*EXTRACTO DEL DOCUMENTO:*

Las arqueologías de las memorias3 (Van Dyke y Alcock 2003a) buscan mirar, profundizar y construir historiografías -desde el pasado remoto al contemporáneo- a partir de otras dimensiones, más allá de lo puramente material (pero basándose en ellos), buscando indagar en los pensamientos y sistemas, o en las estructuras sociales que hicieron posible diferentes simbolizaciones y materializaciones. Los nuevos enfoques de la arqueología han generado lazos con disciplinas que se acercan a ontologías (andinas) donde la dimensión humana puede ser interpretada desde la comprensión de sus múltiples sistemas relacionales con las dimensiones no-humanas (Viveiros de Castro 2004), y todos los elementos poseen de manera homóloga una energía vital con cualidades particulares. Tamara Bray presenta un acercamiento arqueológico a la dimensión andina de lo sagrado (wak’a), señalando que será imprescindible sustentarse en renovadas teorías de la antropología contemporánea, sobre todo en los aspectos de «materialidad, agencia y personalidad» (Bray 2021, 26), como el sentido religioso, generando interacciones desde inquietudes, necesidades y acciones cotidianas. Así, las exploraciones sobre las memorias se sustentan en esa complejidad de sentidos ontológicos.

*DATOS ALMACENADOS:*
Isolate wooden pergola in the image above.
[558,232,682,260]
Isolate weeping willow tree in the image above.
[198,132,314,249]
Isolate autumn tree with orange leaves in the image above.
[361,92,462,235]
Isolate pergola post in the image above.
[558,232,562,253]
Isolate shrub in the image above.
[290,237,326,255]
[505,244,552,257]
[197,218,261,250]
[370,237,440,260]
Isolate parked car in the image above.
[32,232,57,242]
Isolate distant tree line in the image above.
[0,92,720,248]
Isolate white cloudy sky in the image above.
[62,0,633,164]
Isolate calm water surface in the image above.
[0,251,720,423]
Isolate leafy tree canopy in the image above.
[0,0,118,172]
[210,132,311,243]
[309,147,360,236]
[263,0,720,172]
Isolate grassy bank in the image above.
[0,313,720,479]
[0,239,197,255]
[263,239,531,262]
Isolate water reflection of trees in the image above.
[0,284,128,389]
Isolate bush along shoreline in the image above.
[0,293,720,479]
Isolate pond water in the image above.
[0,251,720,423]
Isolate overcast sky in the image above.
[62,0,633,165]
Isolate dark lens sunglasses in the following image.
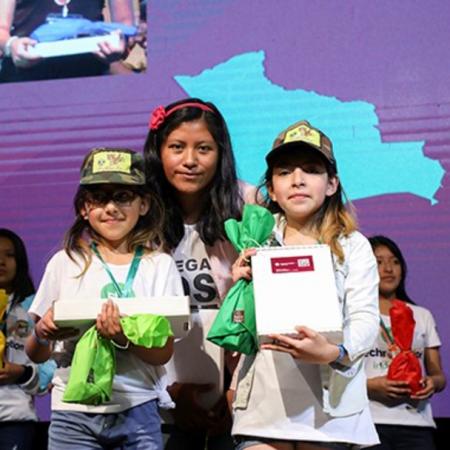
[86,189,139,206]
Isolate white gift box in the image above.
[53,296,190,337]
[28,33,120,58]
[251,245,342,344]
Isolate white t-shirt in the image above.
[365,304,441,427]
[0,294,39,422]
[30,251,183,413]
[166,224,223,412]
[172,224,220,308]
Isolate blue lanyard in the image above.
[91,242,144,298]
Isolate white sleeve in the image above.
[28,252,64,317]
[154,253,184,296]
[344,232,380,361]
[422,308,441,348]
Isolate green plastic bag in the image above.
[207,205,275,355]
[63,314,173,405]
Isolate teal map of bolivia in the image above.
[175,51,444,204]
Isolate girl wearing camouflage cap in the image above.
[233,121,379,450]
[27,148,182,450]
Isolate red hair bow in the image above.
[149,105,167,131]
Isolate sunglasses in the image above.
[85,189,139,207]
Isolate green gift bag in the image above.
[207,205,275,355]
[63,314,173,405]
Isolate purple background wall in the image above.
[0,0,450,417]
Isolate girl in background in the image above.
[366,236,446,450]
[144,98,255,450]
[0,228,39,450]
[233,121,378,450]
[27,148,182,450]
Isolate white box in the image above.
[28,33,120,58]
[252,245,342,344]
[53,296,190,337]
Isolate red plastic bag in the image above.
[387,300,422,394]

* * *

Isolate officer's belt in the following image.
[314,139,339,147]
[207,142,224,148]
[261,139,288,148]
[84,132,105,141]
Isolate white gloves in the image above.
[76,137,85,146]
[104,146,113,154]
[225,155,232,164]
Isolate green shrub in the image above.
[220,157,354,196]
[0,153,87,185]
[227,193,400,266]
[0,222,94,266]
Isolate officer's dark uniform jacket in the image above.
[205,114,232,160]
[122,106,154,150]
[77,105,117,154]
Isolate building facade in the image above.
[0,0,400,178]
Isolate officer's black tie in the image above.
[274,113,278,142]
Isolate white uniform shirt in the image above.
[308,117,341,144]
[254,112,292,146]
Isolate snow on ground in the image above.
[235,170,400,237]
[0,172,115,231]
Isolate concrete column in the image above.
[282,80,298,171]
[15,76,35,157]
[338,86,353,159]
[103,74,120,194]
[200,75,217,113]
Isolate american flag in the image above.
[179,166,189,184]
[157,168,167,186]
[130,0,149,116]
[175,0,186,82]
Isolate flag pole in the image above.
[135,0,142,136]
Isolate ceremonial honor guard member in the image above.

* * *

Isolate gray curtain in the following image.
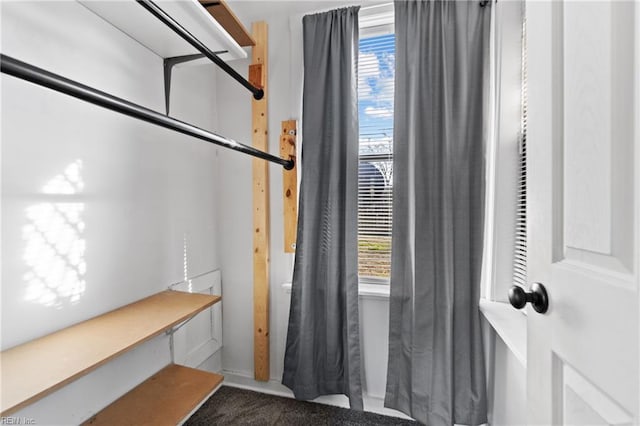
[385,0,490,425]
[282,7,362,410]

*TAREAS:*
(a) Según el extracto sobre las arqueologías de las memorias, ¿en qué aspectos de la antropología contemporánea considera Bray imprescindible sustentarse para abordar lo sagrado andino?
(b) Retoma el texto sobre las arqueologías de las memorias a partir de donde termina.

*RESPUESTAS:*
(a) En los aspectos de «materialidad, agencia y personalidad».

(b)
Se presentarán reflexiones a partir de algunos casos particulares diferencia- dos temporalmente, un análisis diacrónico de la arquitectura, buscando ciertas tensiones, relaciones, continuidades y recreaciones en las formas de construir memorias desde los espacios como productos arquitectónicos, que implican sugestivos gestos desde decisiones discursivas simbólicas y sociales, arraiga- das en las particularidades de los territorios centro andinos. Resulta sugerente el periodo Formativo Inicial (3500-1700 a. C.), por la construcción calculada de edificios simbólicos, donde el círculo y la circularidad se convierten en una espacialidad de convocación, reunión y tránsito, que podría ligarse conceptualmente al contemporáneo Ojo que Llora, un lugar de las memorias con un trazo circular-lineal-concéntrico complejo en su recorrido interno. El siglo XX resulta propicio para explorar diversos lugares de memorias sobre ciertos momentos clave: los conflictos por afianzar nacionalismos, y la terrible década de 1980, donde espacios y relaciones sociales fueron vulnerados por los horrores de la muerte, y la arqueología sería una herramienta para enfrentar dichos traumas (Van Dyke 2009, 209); y luego, importantes edificios como propuestas de reflexión arquitectónica en tanto reinterpretación de ciertos códigos del mundo andino.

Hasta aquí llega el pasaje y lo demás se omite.